=== TEXTE À LIRE ===

Le droit est sans équivoque : l’application du paragraphe 160(1) n’est pas subordonnée à l’intention de se dérober au paiement d’une dette fiscale. Or, un mobile illicite peut jouer sur la manière dont la Cour évalue les opérations et leurs répercussions[93]...

[200] Les appelantes n’ont rien fait pour éviter le paiement de l’impôt par les filiales. Les appelantes ont simplement vendu leurs parts dans les filiales à WTC. WTC a pris des mesures pour éviter le paiement de l’impôt par les filiales.

[201] WTC a cherché à profiter des ententes en prenant des mesures pour réduire les dettes fiscales des filiales. Les appelantes ont obtenu plus pour leurs actions que ce à quoi on pourrait s’attendre en théorie compte tenu des dettes fiscales, car WTC a assumé le risque fiscal relative à la propriété des filiales. Pour ses propres raisons, WTC a évalué les dettes fiscales des filiales à un montant inférieur au montant réel des dettes.

[202] L’offre de WTC aux appelantes était fondée sur la possibilité de prendre des mesures pour réduire la dette fiscale des filiales. Les opérations commerciales étaient telles que le risque lié à la dette fiscale des filiales incombait clairement à WTC en tant qu’acheteur des filiales. Les appelantes ont déclaré et garanti que la divulgation des actifs et des passifs fiscaux des filiales dans les accords de vente d’actions était exacte au 29 décembre 2006, mais rien de plus.

[203] À la lumière de ce qui précède, je conclus que les appelantes et les filiales n’avaient pas de lien de dépendance au moment du transfert des biens des filiales aux appelantes le 31 décembre 2006 et que, par conséquent, la condition prévue à l’alinéa 160(1)c) pour l’application des alinéas 160(1)d) et e) n’est pas remplie.

[204] La conclusion selon laquelle le critère de relation sans lien de dépendance figurant dans le préambule empêche de poursuivre les appelantes en vertu du paragraphe 160(1) est, à mon avis, compatible avec le fait que WTC a assumé le risque fiscal lorsqu’elle a acheté les filiales. Étant donné qu’il y a eu transfert de biens des filiales à WTC après le moment où WTC était réputé avoir acquis le contrôle légal des filiales, on aurait pu raisonnablement s’attendre à ce que l’ARC poursuive WTC pour la dette fiscale des filiales. À mon avis, cette approche aurait été compatible avec le fait que WTC a assumé le risque fiscal et a contrôlé le transfert des biens des filiales aux appelantes.

[205] Nonobstant ma conclusion sur les opérations sans lien de dépendance, afin d’être exhaustif, j’examinerai également l’application de la règle énoncée à l’alinéa 160(1)e) dans les circonstances.

[206] L’alinéa 160(1)e) prévoit que lorsque les conditions de la première partie sont remplies, l’auteur du transfert et le bénéficiaire du transfert sont solidairement tenus de payer en vertu de la LIR le moindre des montants suivants :

(i) l’excédent éventuel de la juste valeur marchande des biens au moment du transfert sur la juste valeur marchande à ce moment de la contrepartie donnée pour le bien,

(ii) le total des montants représentant chacun un montant que l’auteur du transfert doit payer en vertu de la présente loi (notamment un montant ayant ou non fait l’objet d’une cotisation en application du paragraphe (2) qu’il doit payer en vertu du présent article) au cours de l’année d’imposition où les biens ont été transférés ou d’une année d’imposition antérieure ou pour une de ces années.

=== LIGNES ===

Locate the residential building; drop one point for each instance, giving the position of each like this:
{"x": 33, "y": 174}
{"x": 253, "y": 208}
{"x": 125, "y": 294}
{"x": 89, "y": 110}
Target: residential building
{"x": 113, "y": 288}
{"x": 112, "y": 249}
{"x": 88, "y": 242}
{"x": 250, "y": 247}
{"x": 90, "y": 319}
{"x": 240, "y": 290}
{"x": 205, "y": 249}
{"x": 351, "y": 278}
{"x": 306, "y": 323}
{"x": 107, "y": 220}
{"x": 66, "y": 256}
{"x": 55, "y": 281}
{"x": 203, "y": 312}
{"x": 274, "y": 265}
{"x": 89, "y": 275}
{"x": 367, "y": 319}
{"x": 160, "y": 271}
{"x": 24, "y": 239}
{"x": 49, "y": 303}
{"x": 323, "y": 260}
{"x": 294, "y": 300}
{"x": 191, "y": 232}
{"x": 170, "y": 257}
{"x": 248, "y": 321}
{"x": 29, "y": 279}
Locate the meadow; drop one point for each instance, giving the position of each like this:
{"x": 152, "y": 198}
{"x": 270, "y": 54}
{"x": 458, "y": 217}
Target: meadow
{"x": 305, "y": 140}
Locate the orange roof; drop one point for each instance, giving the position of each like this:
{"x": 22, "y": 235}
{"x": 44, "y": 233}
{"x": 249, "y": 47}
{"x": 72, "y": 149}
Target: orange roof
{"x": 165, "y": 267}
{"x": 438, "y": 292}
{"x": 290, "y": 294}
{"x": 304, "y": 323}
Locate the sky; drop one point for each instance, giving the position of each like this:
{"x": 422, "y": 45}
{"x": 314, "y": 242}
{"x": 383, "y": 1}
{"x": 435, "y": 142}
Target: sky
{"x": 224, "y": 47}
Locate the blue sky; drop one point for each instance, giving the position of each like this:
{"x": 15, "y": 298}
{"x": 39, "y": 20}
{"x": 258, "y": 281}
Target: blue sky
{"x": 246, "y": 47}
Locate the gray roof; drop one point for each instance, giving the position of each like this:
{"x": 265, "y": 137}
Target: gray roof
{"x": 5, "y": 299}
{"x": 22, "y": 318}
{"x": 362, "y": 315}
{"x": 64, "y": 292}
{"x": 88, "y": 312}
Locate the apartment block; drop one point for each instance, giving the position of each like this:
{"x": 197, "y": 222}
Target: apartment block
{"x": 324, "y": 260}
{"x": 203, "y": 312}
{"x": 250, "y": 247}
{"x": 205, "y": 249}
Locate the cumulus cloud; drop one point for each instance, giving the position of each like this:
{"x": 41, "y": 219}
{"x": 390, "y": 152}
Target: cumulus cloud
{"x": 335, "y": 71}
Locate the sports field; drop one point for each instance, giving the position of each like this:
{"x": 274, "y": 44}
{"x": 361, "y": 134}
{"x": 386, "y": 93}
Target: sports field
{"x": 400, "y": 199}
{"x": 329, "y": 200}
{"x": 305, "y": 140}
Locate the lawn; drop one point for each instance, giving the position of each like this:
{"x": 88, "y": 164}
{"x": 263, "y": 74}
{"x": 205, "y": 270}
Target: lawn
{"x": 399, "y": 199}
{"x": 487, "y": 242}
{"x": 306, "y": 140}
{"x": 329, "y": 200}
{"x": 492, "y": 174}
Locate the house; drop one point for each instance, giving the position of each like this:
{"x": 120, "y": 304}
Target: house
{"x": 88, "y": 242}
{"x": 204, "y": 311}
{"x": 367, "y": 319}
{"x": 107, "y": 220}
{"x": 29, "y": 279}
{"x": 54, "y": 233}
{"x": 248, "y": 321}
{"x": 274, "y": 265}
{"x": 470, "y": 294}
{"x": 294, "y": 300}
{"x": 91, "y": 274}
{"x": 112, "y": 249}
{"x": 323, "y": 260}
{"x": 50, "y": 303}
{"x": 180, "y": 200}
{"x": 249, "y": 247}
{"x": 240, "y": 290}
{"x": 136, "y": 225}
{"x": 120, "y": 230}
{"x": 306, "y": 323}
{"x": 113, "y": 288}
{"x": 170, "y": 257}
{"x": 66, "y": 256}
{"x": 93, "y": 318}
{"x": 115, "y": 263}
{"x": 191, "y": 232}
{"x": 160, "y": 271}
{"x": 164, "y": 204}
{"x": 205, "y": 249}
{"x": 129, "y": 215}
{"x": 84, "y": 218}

===

* [EXERCICES À FAIRE]:
#1 D'après le texte à lire, à quelle date les appelantes ont-elles garanti l'exactitude de la divulgation des actifs et des passifs fiscaux des filiales ?
#2 Recopiez fidèlement, dans le texte à lire, le passage qui va de « [201] WTC a » jusqu'à « réel des dettes. ».

* [CORRIGÉ]:
#1 Au 29 décembre 2006.

#2
[201] WTC a cherché à profiter des ententes en prenant des mesures pour réduire les dettes fiscales des filiales. Les appelantes ont obtenu plus pour leurs actions que ce à quoi on pourrait s’attendre en théorie compte tenu des dettes fiscales, car WTC a assumé le risque fiscal relative à la propriété des filiales. Pour ses propres raisons, WTC a évalué les dettes fiscales des filiales à un montant inférieur au montant réel des dettes.